Set problem A → According to the patch discussion below, in what group sizes are the GPUs on Redbud and Sequoia platforms interconnected?

[RFC] npu2: Add nvlink2 interconnect information

Message ID 20180815082624.18683-1-aik@ozlabs.ru
State New
Headers show
Series
  • [RFC] npu2: Add nvlink2 interconnect information
Related show

Checks

Context Check Description
snowpatch_ozlabs/make_check success Test make_check on branch master
snowpatch_ozlabs/apply_patch success master/apply_patch Successfully applied

Commit Message

Alexey Kardashevskiy Aug. 15, 2018, 8:26 a.m.
GPUs on Redbud and Sequoia platforms are interconnected between each
other in groups of 2 or 3 GPUs. The problem with that is if we decide
to pass one of GPUs in a group to the userspace (and potentially a guest),
we need to make sure that interconnectd link does not get enabled.

The GPU firmware provides a way to disable links on a GPU. However we
want to disable only links to other GPUs which are not in the same guest
so we need a map of what nvlink is connected to what.

This adds an "ibm,nvlinks" property to every GPU in a "GPUn" slot
with phandles to peer GPUs and NPU PHB, the index in the property is GPU's
link number.

Signed-off-by: Alexey Kardashevskiy <aik@ozlabs.ru>
---
 hw/npu2.c | 87 +++++++++++++++++++++++++++++++++++++++++++++++++++++++++++++++
 1 file changed, 87 insertions(+)

Comments

Andrew Donnellan Aug. 16, 2018, 5:38 a.m. | #1
On 15/08/18 18:26, Alexey Kardashevskiy wrote:
> GPUs on Redbud and Sequoia platforms are interconnected between each
> other in groups of 2 or 3 GPUs. The problem with that is if we decide
> to pass one of GPUs in a group to the userspace (and potentially a guest),
> we need to make sure that interconnectd link does not get enabled.
> 
> The GPU firmware provides a way to disable links on a GPU. However we
> want to disable only links to other GPUs which are not in the same guest
> so we need a map of what nvlink is connected to what.
> 
> This adds an "ibm,nvlinks" property to every GPU in a "GPUn" slot
> with phandles to peer GPUs and NPU PHB, the index in the property is GPU's
> link number.
> 
> Signed-off-by: Alexey Kardashevskiy <aik@ozlabs.ru>

Would we be able to use a more descriptive name like 
"ibm,nvlink-peer-devices" or something?
Alexey Kardashevskiy Aug. 16, 2018, 7:08 a.m. | #2
On 16/08/2018 15:38, Andrew Donnellan wrote:
> On 15/08/18 18:26, Alexey Kardashevskiy wrote:
>> GPUs on Redbud and Sequoia platforms are interconnected between each
>> other in groups of 2 or 3 GPUs. The problem with that is if we decide
>> to pass one of GPUs in a group to the userspace (and potentially a
>> guest),
>> we need to make sure that interconnectd link does not get enabled.

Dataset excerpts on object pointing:
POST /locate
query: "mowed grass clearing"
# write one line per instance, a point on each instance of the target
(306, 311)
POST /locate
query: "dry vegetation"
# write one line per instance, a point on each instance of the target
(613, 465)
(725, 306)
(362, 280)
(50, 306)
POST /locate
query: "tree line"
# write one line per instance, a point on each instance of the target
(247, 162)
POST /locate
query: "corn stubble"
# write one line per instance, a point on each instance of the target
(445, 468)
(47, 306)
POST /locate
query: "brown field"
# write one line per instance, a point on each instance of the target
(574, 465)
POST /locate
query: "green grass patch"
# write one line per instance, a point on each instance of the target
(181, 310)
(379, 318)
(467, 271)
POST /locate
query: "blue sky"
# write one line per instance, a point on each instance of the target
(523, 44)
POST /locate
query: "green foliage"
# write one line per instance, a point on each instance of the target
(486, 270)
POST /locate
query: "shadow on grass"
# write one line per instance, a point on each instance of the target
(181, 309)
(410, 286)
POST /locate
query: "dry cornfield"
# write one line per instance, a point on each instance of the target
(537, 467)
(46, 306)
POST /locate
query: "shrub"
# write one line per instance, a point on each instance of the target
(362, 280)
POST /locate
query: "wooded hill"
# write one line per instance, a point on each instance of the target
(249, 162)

Set problem B → Copy out all of the dataset excerpts on object pointing above, every line unchanged and in the same order.

Expected answer A → In groups of 2 or 3 GPUs.

Expected answer B →
POST /locate
query: "mowed grass clearing"
# write one line per instance, a point on each instance of the target
(306, 311)
POST /locate
query: "dry vegetation"
# write one line per instance, a point on each instance of the target
(613, 465)
(725, 306)
(362, 280)
(50, 306)
POST /locate
query: "tree line"
# write one line per instance, a point on each instance of the target
(247, 162)
POST /locate
query: "corn stubble"
# write one line per instance, a point on each instance of the target
(445, 468)
(47, 306)
POST /locate
query: "brown field"
# write one line per instance, a point on each instance of the target
(574, 465)
POST /locate
query: "green grass patch"
# write one line per instance, a point on each instance of the target
(181, 310)
(379, 318)
(467, 271)
POST /locate
query: "blue sky"
# write one line per instance, a point on each instance of the target
(523, 44)
POST /locate
query: "green foliage"
# write one line per instance, a point on each instance of the target
(486, 270)
POST /locate
query: "shadow on grass"
# write one line per instance, a point on each instance of the target
(181, 309)
(410, 286)
POST /locate
query: "dry cornfield"
# write one line per instance, a point on each instance of the target
(537, 467)
(46, 306)
POST /locate
query: "shrub"
# write one line per instance, a point on each instance of the target
(362, 280)
POST /locate
query: "wooded hill"
# write one line per instance, a point on each instance of the target
(249, 162)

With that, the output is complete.